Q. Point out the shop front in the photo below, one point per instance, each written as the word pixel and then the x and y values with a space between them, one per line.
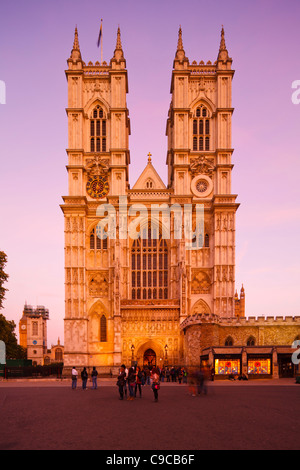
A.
pixel 254 362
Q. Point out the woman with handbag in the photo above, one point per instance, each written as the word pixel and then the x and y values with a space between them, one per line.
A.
pixel 131 383
pixel 155 383
pixel 138 384
pixel 121 382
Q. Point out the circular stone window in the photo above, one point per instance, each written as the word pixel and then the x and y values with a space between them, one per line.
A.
pixel 202 186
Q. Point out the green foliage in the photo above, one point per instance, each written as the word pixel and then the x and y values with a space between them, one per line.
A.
pixel 3 277
pixel 7 334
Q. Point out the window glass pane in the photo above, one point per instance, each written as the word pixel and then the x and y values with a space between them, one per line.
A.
pixel 259 366
pixel 92 128
pixel 227 366
pixel 200 126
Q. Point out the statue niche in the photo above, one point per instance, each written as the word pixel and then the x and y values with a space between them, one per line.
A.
pixel 98 285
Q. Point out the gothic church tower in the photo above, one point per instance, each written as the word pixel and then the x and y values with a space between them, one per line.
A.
pixel 98 159
pixel 200 166
pixel 130 298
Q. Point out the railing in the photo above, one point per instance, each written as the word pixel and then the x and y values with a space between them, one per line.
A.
pixel 31 371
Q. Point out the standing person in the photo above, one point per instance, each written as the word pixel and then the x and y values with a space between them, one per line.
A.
pixel 131 383
pixel 121 382
pixel 94 378
pixel 155 383
pixel 74 378
pixel 138 383
pixel 84 377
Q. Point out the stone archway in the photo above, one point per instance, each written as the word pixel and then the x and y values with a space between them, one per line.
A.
pixel 150 351
pixel 149 358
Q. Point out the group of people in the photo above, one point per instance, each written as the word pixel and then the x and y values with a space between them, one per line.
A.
pixel 133 379
pixel 84 378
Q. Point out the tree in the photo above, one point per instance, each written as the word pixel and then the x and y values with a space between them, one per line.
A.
pixel 7 334
pixel 7 328
pixel 3 277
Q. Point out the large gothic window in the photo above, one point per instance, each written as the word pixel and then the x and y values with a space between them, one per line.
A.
pixel 98 130
pixel 201 129
pixel 97 243
pixel 103 329
pixel 149 267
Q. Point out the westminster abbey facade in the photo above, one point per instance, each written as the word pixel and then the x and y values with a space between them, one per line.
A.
pixel 135 294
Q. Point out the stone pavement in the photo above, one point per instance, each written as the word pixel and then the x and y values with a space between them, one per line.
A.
pixel 48 415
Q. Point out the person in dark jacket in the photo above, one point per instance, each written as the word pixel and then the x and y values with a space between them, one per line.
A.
pixel 131 383
pixel 138 383
pixel 155 383
pixel 94 378
pixel 121 382
pixel 84 377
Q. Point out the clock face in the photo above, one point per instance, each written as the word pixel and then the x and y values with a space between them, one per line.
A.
pixel 97 187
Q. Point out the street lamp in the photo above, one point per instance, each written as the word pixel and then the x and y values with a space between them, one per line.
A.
pixel 166 351
pixel 132 354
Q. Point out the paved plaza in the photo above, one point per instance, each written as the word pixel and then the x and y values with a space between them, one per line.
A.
pixel 49 415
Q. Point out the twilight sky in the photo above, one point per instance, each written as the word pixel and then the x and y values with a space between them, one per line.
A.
pixel 262 37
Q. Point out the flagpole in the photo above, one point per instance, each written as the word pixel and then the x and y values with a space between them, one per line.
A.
pixel 101 44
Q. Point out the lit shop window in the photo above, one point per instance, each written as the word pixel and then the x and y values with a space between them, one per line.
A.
pixel 259 366
pixel 226 367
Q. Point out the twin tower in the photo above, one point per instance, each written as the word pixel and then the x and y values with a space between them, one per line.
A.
pixel 127 298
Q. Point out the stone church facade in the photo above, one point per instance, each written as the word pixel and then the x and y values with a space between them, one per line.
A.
pixel 136 287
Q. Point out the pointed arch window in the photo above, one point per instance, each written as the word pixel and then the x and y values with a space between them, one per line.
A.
pixel 251 341
pixel 98 130
pixel 201 129
pixel 103 329
pixel 97 243
pixel 229 341
pixel 149 267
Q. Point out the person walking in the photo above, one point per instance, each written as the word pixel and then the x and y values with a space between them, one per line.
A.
pixel 131 383
pixel 74 378
pixel 94 378
pixel 138 383
pixel 155 383
pixel 84 377
pixel 121 383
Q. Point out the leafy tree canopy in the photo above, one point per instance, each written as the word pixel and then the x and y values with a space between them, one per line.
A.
pixel 3 277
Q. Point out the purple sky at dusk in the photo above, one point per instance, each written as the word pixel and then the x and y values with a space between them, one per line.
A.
pixel 36 39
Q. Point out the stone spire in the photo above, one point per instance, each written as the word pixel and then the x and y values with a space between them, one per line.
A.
pixel 118 54
pixel 180 54
pixel 76 54
pixel 223 53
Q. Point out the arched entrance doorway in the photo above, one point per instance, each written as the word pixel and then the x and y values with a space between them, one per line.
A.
pixel 149 358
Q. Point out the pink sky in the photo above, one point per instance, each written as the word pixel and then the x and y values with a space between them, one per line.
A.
pixel 262 38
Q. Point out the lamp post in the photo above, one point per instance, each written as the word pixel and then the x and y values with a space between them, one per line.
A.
pixel 166 354
pixel 132 355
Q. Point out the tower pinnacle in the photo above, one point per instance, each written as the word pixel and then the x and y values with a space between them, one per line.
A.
pixel 223 53
pixel 76 54
pixel 180 53
pixel 118 54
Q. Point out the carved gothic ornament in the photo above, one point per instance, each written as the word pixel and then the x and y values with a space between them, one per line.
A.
pixel 97 166
pixel 98 285
pixel 201 283
pixel 202 186
pixel 202 165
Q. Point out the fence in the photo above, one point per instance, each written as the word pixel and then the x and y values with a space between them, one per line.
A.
pixel 8 372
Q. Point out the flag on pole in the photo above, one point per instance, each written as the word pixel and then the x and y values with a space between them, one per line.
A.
pixel 100 35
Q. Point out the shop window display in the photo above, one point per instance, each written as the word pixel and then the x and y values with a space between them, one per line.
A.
pixel 226 367
pixel 259 366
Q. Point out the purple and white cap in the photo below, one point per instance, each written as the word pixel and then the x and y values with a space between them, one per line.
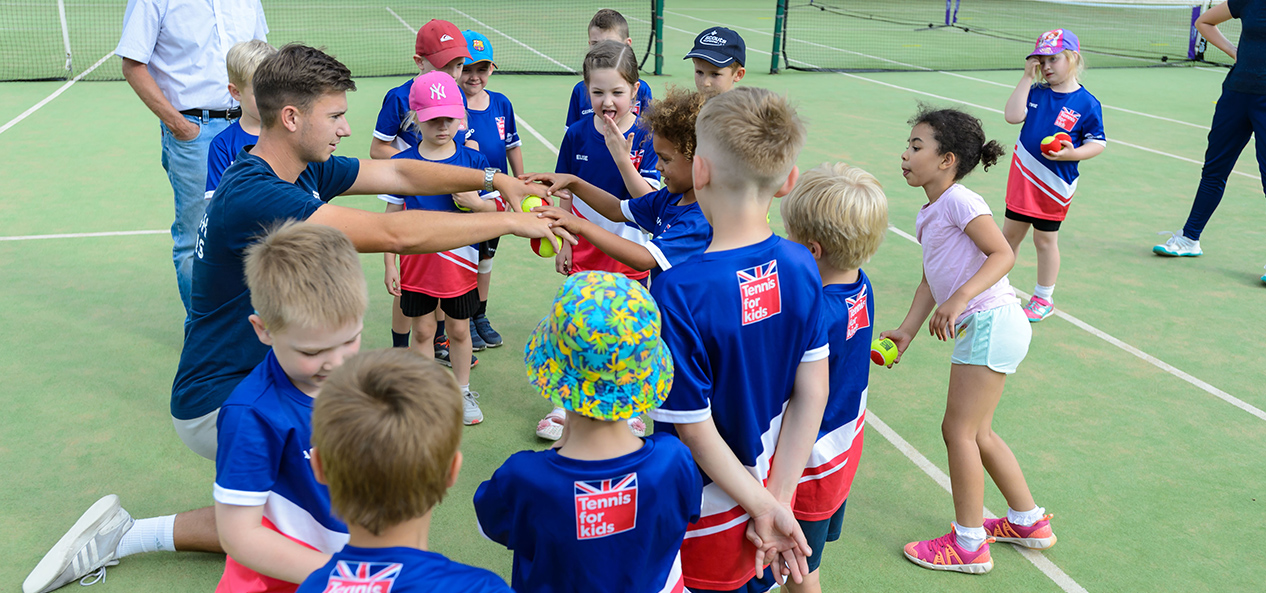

★ ★ ★

→ Task instructions: Reproduce exactly, and only, the lines from the opening line of the listing above through the line holding "Q. Point out the stone archway", minus the pictures.

→ Response to this task:
Q. Point out the shop front in the photo below, one point per instance, each written as the word pixel and then the x and y values with a space between them, one per line.
A.
pixel 254 362
Q. Point out the woman with handbag in the photo above, one point per instance, each written as the word pixel and then the x and y values with a space between them, one per line.
A.
pixel 131 383
pixel 155 383
pixel 138 384
pixel 121 382
Q. Point out the circular stone window in the photo above, one point per instance, each written as the word pixel and then the x and y values with a space between them, one per line.
A.
pixel 202 186
Q. Point out the green foliage in the photo above, one point per instance, each written as the word pixel and then the x and y values with a space between them, one per line.
A.
pixel 3 277
pixel 7 334
Q. Point out the window glass pane in the photo above, one point per instance, each written as the word pixel and then the x and y values with a space between them, one per line.
A.
pixel 259 366
pixel 92 128
pixel 227 366
pixel 200 126
Q. Point out the statue niche in the photo above, one point per instance, each written as the word pixel and then the x and y values with a space between them, one per line.
A.
pixel 98 285
Q. Point out the gothic church tower in the photo above, one point per instance, each written as the word pixel and then the x and y values with a space between them, one per line.
A.
pixel 98 159
pixel 200 166
pixel 130 298
Q. Point out the railing in the photo above, one point per instance, each written as the word pixel and then the x and y values with a space between them, one per line.
A.
pixel 31 371
Q. Point out the standing person in the photo above, one point per instance, each written as the word pixel and then the x and y values with a space between them, one per line.
A.
pixel 131 383
pixel 121 382
pixel 94 378
pixel 155 383
pixel 74 378
pixel 138 383
pixel 84 377
Q. Point out the stone archway in the photo above, one point per instance, each written as the word pixel and then the x and y values with a space between them, one per line.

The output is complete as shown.